• [文章节选]
○ ○ ○ ○
这也是一个时代的真实画面。例如,健康状况是这对夫妇日常关注的焦点,与他们同时代人的担忧相呼应;这些信件充满了关于常见治疗和药物、一般或口腔卫生规则,以及健康习惯的详细信息,同时常常会讽刺医生的效率。朱丽叶·德鲁埃还谈到当时的科学发现、新闻、广告,连载小说,以及演出,戏剧、新习惯和艺术趋势。此外,当雨果投身于政治生涯,并产生影响力时,她也往往以一种幽默的口吻提到雨果所忙碌的重要事务、他的诉讼、他的斗争、法院和政府。
最后,是关于日常生活。可怜的布列塔尼小孤女成了女演员或者说巴黎社交界的交际花,然后又变为了家庭主妇,无论在法国还是在流亡时期,她对所有阶层都很熟悉,通过对生活过或参观过地点的地理位置、交通工具、时尚场所、节日、气象图景的详细绘制,她拉开了平民或资产阶级家庭的隐私之门。
○ ○ ○ ○
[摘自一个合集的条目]
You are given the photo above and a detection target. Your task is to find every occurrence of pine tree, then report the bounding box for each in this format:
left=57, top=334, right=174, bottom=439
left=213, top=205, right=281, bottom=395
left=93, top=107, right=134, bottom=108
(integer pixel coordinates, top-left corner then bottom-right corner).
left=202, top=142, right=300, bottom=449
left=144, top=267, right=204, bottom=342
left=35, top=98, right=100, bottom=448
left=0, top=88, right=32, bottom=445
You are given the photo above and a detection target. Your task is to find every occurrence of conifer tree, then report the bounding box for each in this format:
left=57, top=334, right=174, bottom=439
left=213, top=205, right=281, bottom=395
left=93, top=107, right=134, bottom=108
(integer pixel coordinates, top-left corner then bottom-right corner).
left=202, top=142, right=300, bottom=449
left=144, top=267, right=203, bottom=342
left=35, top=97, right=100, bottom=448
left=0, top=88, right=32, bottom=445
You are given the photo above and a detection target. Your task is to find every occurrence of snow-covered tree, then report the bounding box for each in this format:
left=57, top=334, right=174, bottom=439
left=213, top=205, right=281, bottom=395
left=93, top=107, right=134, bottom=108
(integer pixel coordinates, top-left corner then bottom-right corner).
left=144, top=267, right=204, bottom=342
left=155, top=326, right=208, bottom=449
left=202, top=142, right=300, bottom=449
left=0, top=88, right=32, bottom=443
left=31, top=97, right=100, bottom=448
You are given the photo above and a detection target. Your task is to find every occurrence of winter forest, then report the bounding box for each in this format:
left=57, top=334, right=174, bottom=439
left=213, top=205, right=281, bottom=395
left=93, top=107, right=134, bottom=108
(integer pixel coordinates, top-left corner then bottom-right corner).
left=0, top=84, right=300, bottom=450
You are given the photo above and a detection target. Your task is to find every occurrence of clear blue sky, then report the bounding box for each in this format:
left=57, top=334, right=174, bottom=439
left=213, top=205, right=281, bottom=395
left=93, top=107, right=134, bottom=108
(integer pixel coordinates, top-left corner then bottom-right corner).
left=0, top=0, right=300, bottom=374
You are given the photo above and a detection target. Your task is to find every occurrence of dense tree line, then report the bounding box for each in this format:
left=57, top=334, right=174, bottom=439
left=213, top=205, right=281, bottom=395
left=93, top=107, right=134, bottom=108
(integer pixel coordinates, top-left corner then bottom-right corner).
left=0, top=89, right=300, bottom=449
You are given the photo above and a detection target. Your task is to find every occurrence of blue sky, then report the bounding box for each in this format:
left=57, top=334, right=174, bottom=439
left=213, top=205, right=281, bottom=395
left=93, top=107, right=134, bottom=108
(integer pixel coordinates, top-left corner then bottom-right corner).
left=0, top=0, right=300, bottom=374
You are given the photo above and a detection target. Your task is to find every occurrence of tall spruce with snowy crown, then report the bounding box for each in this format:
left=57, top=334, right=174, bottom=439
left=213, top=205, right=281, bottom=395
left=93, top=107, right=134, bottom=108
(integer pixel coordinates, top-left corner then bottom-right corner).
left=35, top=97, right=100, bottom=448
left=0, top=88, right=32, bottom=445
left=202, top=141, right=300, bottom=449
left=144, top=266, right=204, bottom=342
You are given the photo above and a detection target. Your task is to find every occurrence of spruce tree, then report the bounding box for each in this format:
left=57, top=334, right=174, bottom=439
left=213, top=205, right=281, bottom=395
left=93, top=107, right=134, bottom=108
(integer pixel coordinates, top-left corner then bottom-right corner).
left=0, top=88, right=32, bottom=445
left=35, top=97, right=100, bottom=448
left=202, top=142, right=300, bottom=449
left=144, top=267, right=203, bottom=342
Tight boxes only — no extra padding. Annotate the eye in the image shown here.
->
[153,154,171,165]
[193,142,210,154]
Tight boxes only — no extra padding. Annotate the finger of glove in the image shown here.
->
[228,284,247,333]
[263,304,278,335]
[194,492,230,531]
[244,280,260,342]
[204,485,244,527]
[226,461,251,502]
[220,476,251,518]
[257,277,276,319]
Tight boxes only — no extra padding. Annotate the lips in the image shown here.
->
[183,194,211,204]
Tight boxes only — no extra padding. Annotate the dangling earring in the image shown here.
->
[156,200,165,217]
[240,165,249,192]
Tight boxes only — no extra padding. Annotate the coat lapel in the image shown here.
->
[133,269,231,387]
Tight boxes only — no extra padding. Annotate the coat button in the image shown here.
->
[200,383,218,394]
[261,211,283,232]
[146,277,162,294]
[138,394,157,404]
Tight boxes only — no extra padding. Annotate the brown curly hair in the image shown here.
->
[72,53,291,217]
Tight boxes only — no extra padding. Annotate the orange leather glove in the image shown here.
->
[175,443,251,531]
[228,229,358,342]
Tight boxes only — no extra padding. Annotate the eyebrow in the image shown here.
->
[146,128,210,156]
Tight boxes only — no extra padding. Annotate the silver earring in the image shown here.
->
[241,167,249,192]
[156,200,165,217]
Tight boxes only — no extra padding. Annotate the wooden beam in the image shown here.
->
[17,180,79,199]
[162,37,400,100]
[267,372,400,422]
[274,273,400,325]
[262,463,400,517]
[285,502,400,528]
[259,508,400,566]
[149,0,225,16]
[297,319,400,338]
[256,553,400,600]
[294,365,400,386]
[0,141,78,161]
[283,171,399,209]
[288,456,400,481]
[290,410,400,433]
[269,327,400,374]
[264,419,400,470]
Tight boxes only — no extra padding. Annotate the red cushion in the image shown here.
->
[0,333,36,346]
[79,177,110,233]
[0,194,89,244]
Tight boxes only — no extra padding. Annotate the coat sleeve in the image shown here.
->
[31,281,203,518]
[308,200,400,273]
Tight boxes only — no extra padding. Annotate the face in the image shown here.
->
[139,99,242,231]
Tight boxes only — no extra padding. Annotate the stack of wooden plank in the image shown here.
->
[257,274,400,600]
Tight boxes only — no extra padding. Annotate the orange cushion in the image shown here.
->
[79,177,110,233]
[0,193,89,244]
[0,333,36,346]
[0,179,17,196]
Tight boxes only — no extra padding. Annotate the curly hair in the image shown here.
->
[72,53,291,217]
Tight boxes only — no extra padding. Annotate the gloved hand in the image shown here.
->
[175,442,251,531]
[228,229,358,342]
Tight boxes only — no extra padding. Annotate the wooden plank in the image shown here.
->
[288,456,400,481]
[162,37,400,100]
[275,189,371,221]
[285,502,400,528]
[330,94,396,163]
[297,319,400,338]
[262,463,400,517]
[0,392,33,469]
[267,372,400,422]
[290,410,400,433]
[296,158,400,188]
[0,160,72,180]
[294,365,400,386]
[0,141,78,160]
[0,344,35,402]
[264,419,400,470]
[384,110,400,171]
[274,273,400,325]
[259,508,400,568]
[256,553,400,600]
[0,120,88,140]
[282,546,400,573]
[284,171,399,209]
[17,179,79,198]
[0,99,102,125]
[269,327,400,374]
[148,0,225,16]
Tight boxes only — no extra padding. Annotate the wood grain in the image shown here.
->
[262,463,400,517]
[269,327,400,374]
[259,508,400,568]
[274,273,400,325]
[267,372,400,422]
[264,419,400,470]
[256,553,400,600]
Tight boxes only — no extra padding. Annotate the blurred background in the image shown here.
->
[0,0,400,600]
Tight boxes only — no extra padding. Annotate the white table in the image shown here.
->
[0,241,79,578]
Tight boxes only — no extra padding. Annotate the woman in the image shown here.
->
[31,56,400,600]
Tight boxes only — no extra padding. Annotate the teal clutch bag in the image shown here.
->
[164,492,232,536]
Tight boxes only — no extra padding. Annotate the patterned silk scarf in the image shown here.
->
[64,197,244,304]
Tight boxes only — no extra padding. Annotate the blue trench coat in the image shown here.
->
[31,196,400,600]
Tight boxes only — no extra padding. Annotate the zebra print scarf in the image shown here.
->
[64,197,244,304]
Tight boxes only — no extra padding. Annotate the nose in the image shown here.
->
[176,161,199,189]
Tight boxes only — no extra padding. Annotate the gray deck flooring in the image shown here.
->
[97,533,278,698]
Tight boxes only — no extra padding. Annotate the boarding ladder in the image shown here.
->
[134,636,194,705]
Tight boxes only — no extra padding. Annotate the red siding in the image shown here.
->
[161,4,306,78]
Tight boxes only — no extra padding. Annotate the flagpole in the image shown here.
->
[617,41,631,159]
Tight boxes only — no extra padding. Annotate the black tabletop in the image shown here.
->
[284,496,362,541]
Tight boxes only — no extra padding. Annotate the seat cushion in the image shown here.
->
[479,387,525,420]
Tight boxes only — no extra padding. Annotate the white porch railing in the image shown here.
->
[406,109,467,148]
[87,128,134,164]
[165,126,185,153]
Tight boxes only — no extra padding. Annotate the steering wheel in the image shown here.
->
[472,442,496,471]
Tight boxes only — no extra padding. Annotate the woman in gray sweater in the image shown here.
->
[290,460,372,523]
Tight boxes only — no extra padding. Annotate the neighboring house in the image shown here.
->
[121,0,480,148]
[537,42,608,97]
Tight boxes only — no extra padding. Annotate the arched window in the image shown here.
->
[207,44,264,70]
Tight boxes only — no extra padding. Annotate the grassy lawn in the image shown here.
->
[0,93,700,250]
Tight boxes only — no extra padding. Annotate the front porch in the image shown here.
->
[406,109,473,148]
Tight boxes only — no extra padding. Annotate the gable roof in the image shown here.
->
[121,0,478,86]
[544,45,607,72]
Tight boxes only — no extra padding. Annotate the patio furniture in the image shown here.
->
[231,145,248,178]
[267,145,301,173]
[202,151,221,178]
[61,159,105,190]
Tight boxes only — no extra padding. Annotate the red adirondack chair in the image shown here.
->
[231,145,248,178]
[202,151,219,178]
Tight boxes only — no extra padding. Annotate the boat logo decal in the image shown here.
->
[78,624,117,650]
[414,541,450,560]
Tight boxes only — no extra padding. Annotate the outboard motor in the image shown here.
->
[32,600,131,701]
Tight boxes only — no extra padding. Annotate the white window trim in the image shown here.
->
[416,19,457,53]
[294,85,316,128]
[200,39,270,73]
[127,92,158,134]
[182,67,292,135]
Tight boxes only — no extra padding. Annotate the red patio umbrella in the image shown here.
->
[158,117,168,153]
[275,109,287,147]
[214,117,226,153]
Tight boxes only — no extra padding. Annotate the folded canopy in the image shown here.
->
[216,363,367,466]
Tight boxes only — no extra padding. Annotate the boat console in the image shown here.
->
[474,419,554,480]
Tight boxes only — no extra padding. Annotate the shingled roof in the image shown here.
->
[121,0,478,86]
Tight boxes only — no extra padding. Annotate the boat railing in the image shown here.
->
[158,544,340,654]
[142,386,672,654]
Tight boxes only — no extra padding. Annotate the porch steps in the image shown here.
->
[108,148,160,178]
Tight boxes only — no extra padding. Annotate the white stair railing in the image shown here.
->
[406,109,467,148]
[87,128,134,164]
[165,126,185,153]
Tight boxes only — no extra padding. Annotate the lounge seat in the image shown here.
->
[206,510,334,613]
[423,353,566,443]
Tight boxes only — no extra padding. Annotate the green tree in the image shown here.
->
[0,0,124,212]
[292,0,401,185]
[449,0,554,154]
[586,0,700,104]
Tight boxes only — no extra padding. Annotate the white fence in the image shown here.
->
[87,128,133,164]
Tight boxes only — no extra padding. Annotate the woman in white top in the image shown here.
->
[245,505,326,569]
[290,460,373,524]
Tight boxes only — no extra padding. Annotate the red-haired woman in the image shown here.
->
○ ○ ○ ○
• [练习任务]
1 > 下列说法 (a)(b)(c) 是否与关于朱丽叶·德鲁埃信件的短文相符?请逐条答"是"或"否",并原样引用短文中起决定作用的词句。
(a) 信件中常常讽刺医生的效率。
(b) 朱丽叶·德鲁埃提到雨果的政治事务时,语气总是十分严肃。
(c) 朱丽叶·德鲁埃只熟悉巴黎的上流社会。
2 > 根据关于朱丽叶·德鲁埃信件的短文,朱丽叶·德鲁埃原本是什么样的人?
3 > 请接着关于朱丽叶·德鲁埃信件的短文最后一句往下写。

• [参考答案]
1 >
(a) 是。"同时常常会讽刺医生的效率"
(b) 否。"她也往往以一种幽默的口吻提到雨果所忙碌的重要事务"
(c) 否。"她对所有阶层都很熟悉"

2 > 她原是一个可怜的布列塔尼小孤女。

3 >
书信的文学价值
最后,对朱丽叶·德鲁埃写给雨果的书信中文学问题探讨是一项尤为庞大的工程,因为它使我们同时要面对作家的创作广度、研究其同时代的代表作品,并将这些信件视为一部高质量的作品。
首先,她是雨果作品的第一读者,因为这些作品由她抄录。这位书信作者提供了一些宝贵信息,有关这些作品的成因,维克多·雨果的工作方法,当时的文学社交性及其与戏剧界、出版社或法兰西学院的关系。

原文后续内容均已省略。